::: SUPPLIED RECORDS

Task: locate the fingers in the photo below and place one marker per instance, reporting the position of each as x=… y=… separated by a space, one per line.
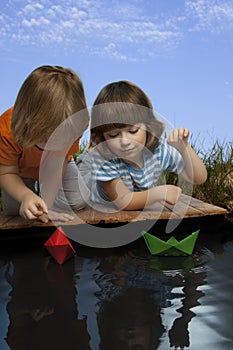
x=178 y=134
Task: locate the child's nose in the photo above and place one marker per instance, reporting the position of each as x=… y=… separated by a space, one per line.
x=124 y=140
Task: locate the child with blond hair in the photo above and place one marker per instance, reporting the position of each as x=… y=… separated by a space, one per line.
x=50 y=97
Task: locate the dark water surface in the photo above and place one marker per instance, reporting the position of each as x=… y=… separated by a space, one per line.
x=118 y=298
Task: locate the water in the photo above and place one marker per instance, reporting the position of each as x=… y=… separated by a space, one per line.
x=118 y=298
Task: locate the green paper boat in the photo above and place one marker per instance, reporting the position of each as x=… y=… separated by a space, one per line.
x=171 y=247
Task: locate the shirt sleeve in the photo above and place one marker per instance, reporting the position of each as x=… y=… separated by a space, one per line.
x=103 y=170
x=172 y=160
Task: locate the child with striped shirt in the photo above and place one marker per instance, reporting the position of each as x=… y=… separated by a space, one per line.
x=128 y=151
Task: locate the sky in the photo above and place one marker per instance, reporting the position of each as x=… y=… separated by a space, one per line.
x=180 y=52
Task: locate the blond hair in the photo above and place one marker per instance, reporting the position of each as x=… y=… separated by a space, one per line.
x=120 y=104
x=48 y=96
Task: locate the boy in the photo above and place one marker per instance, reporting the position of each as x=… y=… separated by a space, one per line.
x=50 y=97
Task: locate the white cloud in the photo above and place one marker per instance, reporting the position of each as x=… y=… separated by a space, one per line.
x=212 y=15
x=115 y=28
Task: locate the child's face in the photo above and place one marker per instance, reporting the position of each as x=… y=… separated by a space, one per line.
x=128 y=142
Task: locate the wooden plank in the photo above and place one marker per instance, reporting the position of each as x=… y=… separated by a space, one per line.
x=185 y=208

::::::

TASK PROMPT — Only the span from the line with "Task: locate the child with striped" through the final line of the records goes in the output, each line unchanged.

TASK OUTPUT —
Task: locate the child with striped shirt in the photo above and place one marker per instance, reporting the position of each as x=… y=… separated by a space, one per line.
x=128 y=151
Task: locate the sky in the photo above and place one marker per instance, reporting the position of each as x=… y=… separated by a space, one per line.
x=180 y=52
Task: locate the blond hair in the photo above and place one marker per instance, reporting the position of each as x=… y=… separated by a space, one per line.
x=120 y=104
x=48 y=96
Task: locate the boy in the photo above and place one marker per instance, reporting the position of each as x=… y=… separated by a space, one per line.
x=50 y=97
Task: locate the white cloud in the photo above and place one marker per instance, reporting the position of each as x=… y=… separated by a space, one per line.
x=212 y=15
x=115 y=28
Task: locate the child's face in the photo above and place one marker per instance, reporting the position of each as x=… y=… separated by a space, one per line.
x=128 y=142
Task: locate the wooden plank in the photo above and place one marker per instance, reporting the position of each as x=… y=… separated by a space, one per line.
x=185 y=208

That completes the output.